= EXTRAIT À LIRE =
********************
Au Sénat, ce que dit le nouveau texte contre le terrorisme

Il faut terroriser les terroristes, et les journalistes
Droit 9 min
Au Sénat, ce que dit le nouveau texte contre le terrorisme
Crédits : Marc Rees (licence CC-BY-SA 3.0)

Le sénateur Philippe Bas a présenté ce matin une proposition de loi destinée à incrémenter une fois encore les textes sécuritaires. Sa « PPL » se focalise sur le pouvoir judiciaire, mais met aussi à jour la toute récente loi sur l’état d’urgence. Tour d’horizon des dispositions touchant aux nouvelles technologies.

Après la loi de programmation militaire (2013), la loi contre le terrorisme (2014), la loi sur le renseignement, la loi sur la surveillance des communications électroniques et la loi sur l’état d’urgence (2015), et en attendant le futur texte de Bernard Cazeneuve programmé pour janvier, voilà « la proposition de loi tendant à renforcer l’efficacité de la lutte antiterroriste » signée du sénateur Philippe Bas (LR).

Le texte du président de la commission des lois a été présenté ce matin au Sénat « en accord avec les présidents des groupes Les Républicains et UDI-UC ». L’objectif de ces dispositions ? Combler « certaines fragilités de notre appareil juridique » tout en répondant à « la persistance de la menace terroriste » dans le contexte des attentats du 13 novembre.
********************
Éléments d'un jeu de données:
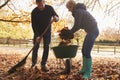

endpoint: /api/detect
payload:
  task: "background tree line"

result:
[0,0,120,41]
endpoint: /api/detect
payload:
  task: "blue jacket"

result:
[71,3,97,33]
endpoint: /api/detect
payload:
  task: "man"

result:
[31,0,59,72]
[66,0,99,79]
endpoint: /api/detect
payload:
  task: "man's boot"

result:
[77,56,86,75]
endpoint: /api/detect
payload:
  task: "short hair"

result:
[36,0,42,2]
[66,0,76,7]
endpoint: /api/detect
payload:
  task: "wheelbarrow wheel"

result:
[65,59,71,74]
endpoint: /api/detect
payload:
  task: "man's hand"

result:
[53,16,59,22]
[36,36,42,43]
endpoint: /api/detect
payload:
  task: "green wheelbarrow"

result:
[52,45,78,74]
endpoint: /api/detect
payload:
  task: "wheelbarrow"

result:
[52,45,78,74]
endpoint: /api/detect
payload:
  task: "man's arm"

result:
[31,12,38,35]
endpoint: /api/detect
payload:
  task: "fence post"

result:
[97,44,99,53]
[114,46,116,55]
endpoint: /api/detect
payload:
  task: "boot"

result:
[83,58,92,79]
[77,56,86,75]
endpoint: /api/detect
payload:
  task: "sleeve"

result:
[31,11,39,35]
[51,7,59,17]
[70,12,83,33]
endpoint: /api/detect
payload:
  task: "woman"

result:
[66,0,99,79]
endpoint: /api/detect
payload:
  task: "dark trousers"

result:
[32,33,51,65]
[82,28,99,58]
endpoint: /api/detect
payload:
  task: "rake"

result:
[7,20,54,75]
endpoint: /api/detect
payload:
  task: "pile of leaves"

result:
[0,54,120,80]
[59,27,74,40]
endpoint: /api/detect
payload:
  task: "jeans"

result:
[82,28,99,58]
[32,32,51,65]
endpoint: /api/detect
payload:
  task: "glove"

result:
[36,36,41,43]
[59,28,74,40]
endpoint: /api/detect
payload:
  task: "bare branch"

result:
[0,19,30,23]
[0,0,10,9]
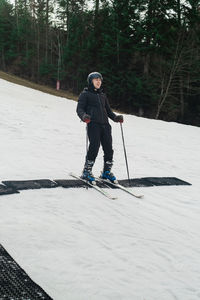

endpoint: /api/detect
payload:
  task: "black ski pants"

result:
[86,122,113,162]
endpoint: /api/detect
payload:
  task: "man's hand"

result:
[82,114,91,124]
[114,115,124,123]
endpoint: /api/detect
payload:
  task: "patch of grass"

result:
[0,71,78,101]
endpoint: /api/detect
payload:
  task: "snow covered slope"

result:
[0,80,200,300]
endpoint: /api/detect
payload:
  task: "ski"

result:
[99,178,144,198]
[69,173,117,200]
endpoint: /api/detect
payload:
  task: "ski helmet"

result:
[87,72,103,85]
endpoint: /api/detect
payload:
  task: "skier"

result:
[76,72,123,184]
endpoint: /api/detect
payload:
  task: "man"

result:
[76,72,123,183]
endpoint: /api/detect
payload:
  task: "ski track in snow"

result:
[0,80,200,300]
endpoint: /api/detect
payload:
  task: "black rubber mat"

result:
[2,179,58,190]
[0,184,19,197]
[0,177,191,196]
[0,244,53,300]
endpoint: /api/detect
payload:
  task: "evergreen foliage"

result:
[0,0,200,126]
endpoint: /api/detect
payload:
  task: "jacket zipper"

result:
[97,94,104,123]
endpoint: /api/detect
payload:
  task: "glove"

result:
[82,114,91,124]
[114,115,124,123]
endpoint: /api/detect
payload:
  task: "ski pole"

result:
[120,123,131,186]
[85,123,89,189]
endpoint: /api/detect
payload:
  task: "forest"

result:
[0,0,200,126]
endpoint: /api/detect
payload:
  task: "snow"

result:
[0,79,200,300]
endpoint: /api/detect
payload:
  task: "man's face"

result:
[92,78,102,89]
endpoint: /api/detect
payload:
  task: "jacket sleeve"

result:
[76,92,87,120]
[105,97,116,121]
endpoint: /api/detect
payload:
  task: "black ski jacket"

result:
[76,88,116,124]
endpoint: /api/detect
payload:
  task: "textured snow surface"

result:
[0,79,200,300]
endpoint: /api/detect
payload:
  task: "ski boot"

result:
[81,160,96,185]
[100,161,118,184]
********************
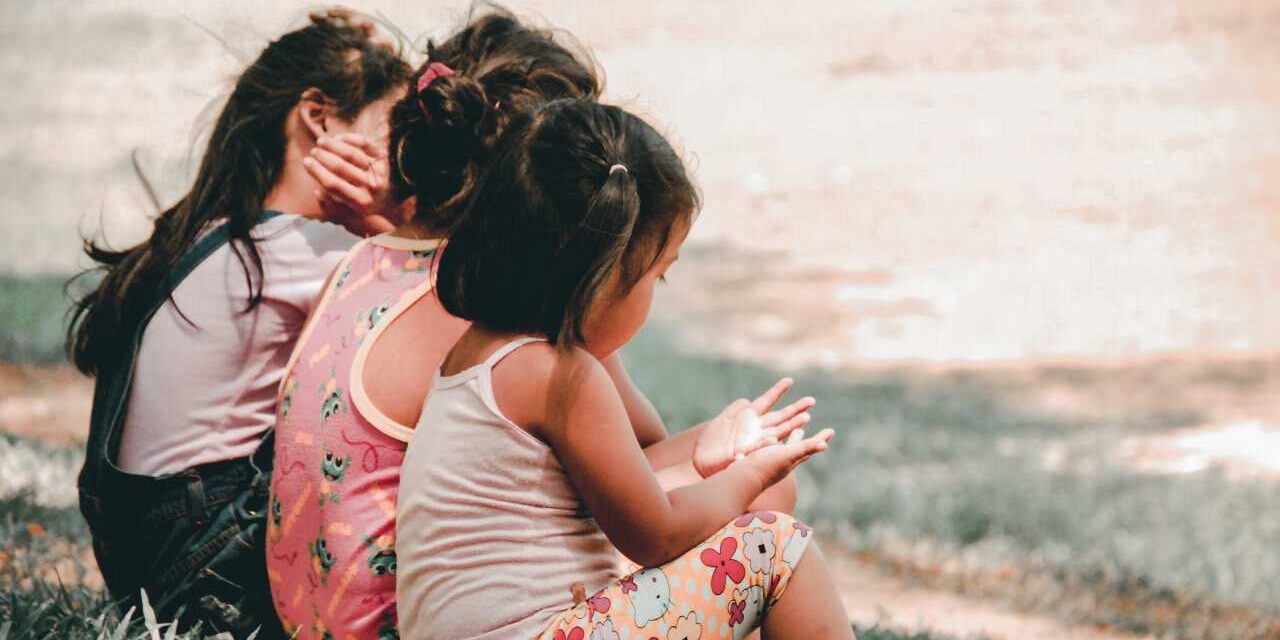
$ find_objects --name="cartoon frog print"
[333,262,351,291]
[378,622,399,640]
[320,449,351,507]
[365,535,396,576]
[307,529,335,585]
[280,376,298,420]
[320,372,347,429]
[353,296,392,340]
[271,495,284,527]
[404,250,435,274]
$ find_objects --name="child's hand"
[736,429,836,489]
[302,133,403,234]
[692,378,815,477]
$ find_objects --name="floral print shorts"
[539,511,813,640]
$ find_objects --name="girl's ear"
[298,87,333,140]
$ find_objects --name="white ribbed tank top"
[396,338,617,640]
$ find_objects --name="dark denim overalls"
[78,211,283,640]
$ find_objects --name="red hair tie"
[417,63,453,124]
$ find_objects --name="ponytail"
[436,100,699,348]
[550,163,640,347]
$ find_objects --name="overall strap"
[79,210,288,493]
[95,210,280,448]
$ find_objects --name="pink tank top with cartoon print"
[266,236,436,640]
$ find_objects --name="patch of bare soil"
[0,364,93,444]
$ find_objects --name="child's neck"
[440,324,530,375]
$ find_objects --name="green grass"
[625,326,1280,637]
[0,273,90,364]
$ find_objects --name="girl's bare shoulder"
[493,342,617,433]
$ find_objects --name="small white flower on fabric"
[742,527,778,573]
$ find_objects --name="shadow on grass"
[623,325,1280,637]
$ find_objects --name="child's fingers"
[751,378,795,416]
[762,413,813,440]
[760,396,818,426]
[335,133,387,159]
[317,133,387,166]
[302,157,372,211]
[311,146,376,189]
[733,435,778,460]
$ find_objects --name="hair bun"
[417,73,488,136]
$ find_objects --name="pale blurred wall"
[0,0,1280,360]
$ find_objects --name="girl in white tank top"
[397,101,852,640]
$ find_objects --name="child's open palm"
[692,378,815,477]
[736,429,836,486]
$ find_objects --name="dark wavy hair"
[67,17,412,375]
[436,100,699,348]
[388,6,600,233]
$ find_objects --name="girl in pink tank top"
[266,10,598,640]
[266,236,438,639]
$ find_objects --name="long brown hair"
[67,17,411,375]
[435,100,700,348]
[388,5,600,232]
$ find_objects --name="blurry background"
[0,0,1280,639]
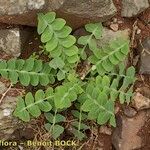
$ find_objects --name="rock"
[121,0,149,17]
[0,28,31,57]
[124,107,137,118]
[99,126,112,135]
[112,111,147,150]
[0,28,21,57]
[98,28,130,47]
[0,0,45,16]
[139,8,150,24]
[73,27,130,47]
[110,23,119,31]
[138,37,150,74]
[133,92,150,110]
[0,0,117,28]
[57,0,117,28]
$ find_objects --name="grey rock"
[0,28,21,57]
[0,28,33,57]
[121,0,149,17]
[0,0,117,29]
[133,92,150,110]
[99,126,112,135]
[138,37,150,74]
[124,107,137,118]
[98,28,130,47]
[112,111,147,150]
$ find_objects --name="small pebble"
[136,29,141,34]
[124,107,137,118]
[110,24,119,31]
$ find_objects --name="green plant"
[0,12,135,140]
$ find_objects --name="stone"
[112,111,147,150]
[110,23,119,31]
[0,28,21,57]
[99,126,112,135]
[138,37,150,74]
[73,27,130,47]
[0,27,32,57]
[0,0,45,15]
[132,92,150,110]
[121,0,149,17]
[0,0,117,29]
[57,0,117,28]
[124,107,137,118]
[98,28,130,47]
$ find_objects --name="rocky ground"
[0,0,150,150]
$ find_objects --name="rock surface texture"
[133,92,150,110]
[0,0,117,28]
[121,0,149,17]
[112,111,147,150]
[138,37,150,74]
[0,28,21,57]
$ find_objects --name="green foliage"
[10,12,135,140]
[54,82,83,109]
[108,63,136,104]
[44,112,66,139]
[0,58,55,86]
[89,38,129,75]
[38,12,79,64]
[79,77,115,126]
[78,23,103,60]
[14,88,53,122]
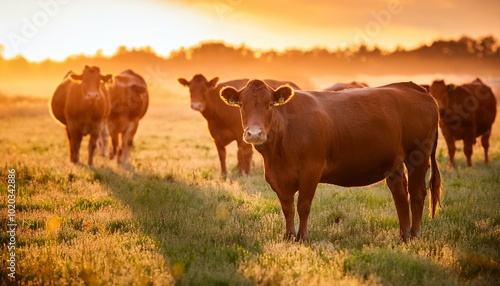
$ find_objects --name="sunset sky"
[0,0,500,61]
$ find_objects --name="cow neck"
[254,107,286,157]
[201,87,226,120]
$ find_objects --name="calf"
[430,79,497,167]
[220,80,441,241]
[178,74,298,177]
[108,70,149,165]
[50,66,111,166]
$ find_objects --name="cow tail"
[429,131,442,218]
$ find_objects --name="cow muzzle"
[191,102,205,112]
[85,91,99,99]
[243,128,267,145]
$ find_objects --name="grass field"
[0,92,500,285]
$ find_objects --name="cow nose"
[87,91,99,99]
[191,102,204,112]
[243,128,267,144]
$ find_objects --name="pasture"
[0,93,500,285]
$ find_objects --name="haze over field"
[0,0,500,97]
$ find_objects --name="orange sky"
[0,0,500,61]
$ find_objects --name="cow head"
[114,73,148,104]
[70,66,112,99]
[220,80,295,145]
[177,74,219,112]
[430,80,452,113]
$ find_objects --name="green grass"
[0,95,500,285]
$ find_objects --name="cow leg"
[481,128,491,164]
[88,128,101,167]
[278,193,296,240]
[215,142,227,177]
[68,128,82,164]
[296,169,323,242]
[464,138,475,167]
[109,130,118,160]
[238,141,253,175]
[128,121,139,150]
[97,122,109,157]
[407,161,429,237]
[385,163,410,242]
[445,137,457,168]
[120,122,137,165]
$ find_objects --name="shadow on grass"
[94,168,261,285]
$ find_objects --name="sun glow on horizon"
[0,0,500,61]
********************
= TÂCHES À RÉALISER =
1. Pour chaque affirmation, dites si elle concorde avec l'extrait sur la proposition de loi antiterroriste, puis citez les mots de l'extrait qui tranchent : (a) la proposition de loi est signée par le sénateur Philippe Bas ; (b) le texte a été présenté au Sénat en accord avec les présidents des groupes Les Républicains et UDI-UC ; (c) le texte de Bernard Cazeneuve a déjà été adopté.
2. D'après l'extrait sur la proposition de loi antiterroriste, sur quel pouvoir cette proposition se focalise-t-elle ?

= CORRIGÉ PAR TÂCHE =
1.
(a) Oui : « signée du sénateur Philippe Bas (LR) ».
(b) Oui : « en accord avec les présidents des groupes Les Républicains et UDI-UC ».
(c) Non : « en attendant le futur texte de Bernard Cazeneuve programmé pour janvier ».

2. Sur le pouvoir judiciaire.